SUPPLIED PASSAGE —
————
How to do a cubic spline interpolation on python with CuPy?

I am writing code by using GPU to keep doing cubic spline interpolation many times. I know how to do it on numpy like using

scipy.interpolate.splrep

scipy.interpolate.interp1d(kind='cubic')

The interp1d is what I am using now for numpy arrays. But I need to run them on CuPy.

But how should I do it on CuPy? I have a x-values and y-values. And I also have an array with new x-values. The code I am writing now is going to calculate the new y-values for the new x-values.

Solution

I can answer this question myself now. I finished the interpolation algorithm. As ev-br's answer's suggestion, I just re-write the scipy.interpolate.CubicSpline for cupy.

scipy.interpolate.CubicSpline contained a lot of functions which is not helpful if we just need an interpolation function.
————
WHAT IS ASKED —
1. Retype the passage from the CuPy cubic spline thread, starting at "scipy.interpolate.splrep" and ending at "the new x-values.".
2. Write what comes next in the CuPy cubic spline thread, picking up right after its final sentence.

DATASET ROWS —
————
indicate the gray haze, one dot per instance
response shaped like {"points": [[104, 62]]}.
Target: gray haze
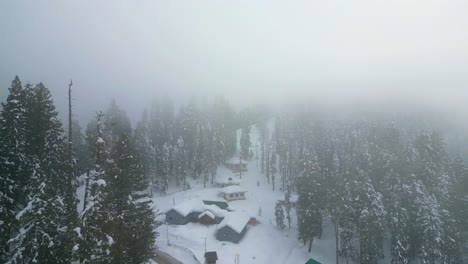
{"points": [[332, 51]]}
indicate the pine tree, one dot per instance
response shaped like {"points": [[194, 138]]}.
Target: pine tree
{"points": [[309, 217], [95, 233], [46, 222], [279, 215], [273, 169], [146, 150], [132, 217], [370, 213], [287, 207], [14, 169], [245, 143]]}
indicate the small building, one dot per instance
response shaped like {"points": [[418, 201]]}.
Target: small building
{"points": [[233, 227], [211, 257], [221, 204], [190, 211], [184, 212], [232, 193], [207, 218], [236, 165], [312, 261], [225, 180]]}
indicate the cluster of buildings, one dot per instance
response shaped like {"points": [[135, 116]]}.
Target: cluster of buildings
{"points": [[231, 226]]}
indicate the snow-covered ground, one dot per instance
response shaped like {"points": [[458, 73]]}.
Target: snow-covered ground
{"points": [[263, 243]]}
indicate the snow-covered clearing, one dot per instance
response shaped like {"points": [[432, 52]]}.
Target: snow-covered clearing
{"points": [[263, 243]]}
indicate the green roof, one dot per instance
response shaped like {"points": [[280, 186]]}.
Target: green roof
{"points": [[312, 261]]}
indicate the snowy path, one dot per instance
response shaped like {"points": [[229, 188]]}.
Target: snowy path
{"points": [[164, 258]]}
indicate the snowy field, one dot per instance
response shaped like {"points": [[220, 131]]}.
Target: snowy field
{"points": [[263, 243]]}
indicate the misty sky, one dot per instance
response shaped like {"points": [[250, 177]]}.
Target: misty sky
{"points": [[248, 50]]}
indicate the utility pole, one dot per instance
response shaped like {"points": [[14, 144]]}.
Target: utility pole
{"points": [[86, 191], [256, 154], [167, 234], [240, 166], [70, 143]]}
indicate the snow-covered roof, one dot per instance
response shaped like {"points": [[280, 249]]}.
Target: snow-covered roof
{"points": [[235, 160], [225, 179], [237, 221], [195, 205], [208, 213], [233, 189], [188, 206], [293, 198]]}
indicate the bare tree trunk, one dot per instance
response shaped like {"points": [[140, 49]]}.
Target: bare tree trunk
{"points": [[70, 143], [336, 241], [310, 244]]}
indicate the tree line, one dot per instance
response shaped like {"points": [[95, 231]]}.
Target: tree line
{"points": [[374, 180], [118, 167]]}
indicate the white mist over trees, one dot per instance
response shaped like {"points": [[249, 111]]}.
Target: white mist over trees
{"points": [[376, 178]]}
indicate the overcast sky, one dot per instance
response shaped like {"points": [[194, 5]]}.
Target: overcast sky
{"points": [[248, 50]]}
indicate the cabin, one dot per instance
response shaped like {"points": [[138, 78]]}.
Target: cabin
{"points": [[232, 193], [312, 261], [225, 180], [211, 257], [236, 165], [207, 218], [191, 211], [232, 228], [221, 204]]}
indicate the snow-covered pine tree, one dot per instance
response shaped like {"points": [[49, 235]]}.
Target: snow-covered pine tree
{"points": [[14, 168], [457, 205], [94, 246], [115, 123], [397, 219], [131, 224], [146, 150], [288, 207], [245, 142], [370, 214], [309, 216], [279, 215], [166, 167], [431, 163], [347, 227], [430, 223], [180, 166], [44, 230], [273, 168]]}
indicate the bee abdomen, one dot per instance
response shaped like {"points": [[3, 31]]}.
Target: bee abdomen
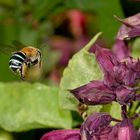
————
RESULTS OF THE EXERCISE —
1.
scipy.interpolate.splrep

scipy.interpolate.interp1d(kind='cubic')

The interp1d is what I am using now for numpy arrays. But I need to run them on CuPy.

But how should I do it on CuPy? I have a x-values and y-values. And I also have an array with new x-values. The code I am writing now is going to calculate the new y-values for the new x-values.

2.
The class CubicSpline has a parent class scipy.interpolate.PPoly, which also contained a lot of unnecessary functions if you only want an interpolation function. After a clear clean, I only used the classes _PPolyBase, solve_banded(), and prepare_input().

The hardest part is the function evaluate() which is written in cython. Cython doesn't support cupy, so I used the numba which supports cuda to accelerate the loops' speed.

The head of the function evaluate() should be like:

@cuda.jit('void(complex128[:,:,:], float64[:], float64[:], complex128[:,:])')
def evaluate(c, x, xp, out):

There is an important thing that needs to notice which is the evaluation function is not a thread-safe function.

Only the first loop in evaluate() which is:

for ip in range(len(xp)):
    xval = xp[IP]
    ......

can use cuda.grid(1) and cuda.gridsize(1)

Also, I combine evaluate_poly1() and find_interval_descending() inside of evaluate() for better fit the numbe's cuda support.

The speed is super faster, which is about 3 to 4 times faster than the original scipy function.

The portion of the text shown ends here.